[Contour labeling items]

- - - -

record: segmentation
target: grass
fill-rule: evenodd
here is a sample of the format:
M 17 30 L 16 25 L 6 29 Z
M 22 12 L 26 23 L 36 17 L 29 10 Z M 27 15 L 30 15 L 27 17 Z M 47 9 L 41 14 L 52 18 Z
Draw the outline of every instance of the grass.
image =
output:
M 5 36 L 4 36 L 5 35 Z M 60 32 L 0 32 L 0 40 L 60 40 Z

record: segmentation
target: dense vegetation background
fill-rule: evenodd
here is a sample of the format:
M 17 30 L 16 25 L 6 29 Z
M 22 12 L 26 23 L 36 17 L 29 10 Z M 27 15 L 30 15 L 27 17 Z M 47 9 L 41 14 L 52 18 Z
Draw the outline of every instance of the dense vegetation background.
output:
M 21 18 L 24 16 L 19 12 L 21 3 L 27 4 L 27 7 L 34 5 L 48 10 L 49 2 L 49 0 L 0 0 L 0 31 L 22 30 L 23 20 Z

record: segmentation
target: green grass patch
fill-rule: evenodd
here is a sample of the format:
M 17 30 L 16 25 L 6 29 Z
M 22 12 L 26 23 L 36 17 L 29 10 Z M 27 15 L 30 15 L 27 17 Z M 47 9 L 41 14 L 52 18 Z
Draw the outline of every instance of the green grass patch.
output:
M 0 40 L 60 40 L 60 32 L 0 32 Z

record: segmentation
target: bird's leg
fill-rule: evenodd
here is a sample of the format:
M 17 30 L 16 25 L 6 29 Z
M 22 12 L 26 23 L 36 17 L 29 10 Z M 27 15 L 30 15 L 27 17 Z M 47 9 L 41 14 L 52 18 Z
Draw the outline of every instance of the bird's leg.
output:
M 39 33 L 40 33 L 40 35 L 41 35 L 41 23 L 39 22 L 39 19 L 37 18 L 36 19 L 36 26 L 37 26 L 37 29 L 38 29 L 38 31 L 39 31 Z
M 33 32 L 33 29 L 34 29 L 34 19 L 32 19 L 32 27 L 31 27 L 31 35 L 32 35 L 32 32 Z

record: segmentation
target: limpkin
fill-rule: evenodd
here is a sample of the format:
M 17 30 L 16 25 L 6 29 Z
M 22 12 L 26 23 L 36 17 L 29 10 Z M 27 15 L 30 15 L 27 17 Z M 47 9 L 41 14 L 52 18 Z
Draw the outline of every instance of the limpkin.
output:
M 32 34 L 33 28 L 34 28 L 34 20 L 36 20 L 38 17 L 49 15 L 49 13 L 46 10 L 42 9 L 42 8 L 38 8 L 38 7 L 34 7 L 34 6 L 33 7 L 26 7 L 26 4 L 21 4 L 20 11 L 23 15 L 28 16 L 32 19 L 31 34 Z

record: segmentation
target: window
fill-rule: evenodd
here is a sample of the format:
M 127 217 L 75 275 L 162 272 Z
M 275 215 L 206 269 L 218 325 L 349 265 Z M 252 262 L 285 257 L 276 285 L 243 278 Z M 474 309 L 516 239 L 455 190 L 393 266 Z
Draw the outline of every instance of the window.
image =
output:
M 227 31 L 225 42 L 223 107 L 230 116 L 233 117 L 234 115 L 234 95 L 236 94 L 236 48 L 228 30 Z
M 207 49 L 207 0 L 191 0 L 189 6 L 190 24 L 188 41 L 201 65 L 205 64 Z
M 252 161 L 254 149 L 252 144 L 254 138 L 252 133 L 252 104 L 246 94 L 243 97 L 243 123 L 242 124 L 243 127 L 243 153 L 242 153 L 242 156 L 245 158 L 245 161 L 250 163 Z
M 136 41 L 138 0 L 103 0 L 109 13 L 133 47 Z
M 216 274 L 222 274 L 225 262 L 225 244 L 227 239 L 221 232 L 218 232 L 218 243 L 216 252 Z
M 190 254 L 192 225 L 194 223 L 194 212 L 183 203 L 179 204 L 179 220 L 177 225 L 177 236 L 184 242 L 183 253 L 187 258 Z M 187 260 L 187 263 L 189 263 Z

- - - -

> **WHAT YOU NEED TO DO**: Please reproduce the material from its start through the line containing "M 21 18 L 24", inclusive, substituting "Trace the outline" for "Draw the outline" and leaving everything else unchanged.

> **EXERCISE RESPONSE**:
record: segmentation
target: grass
fill-rule: evenodd
here is a sample of the format:
M 17 30 L 16 25 L 6 29 Z
M 22 12 L 26 23 L 36 17 L 29 10 Z M 27 15 L 30 15 L 27 17 Z M 47 9 L 41 14 L 52 18 Z
Trace the outline of every instance of the grass.
image =
output:
M 5 36 L 4 36 L 5 35 Z M 60 32 L 0 32 L 0 40 L 60 40 Z

record: segmentation
target: dense vegetation background
fill-rule: evenodd
here is a sample of the format:
M 17 30 L 16 25 L 6 29 Z
M 22 12 L 26 23 L 36 17 L 29 10 Z M 27 15 L 30 15 L 27 17 Z M 47 9 L 41 14 L 52 18 Z
Trace the outline of every instance of the dense vegetation background.
output:
M 21 18 L 24 16 L 19 12 L 21 3 L 27 4 L 27 7 L 34 5 L 48 10 L 49 2 L 49 0 L 0 0 L 0 31 L 22 30 L 23 20 Z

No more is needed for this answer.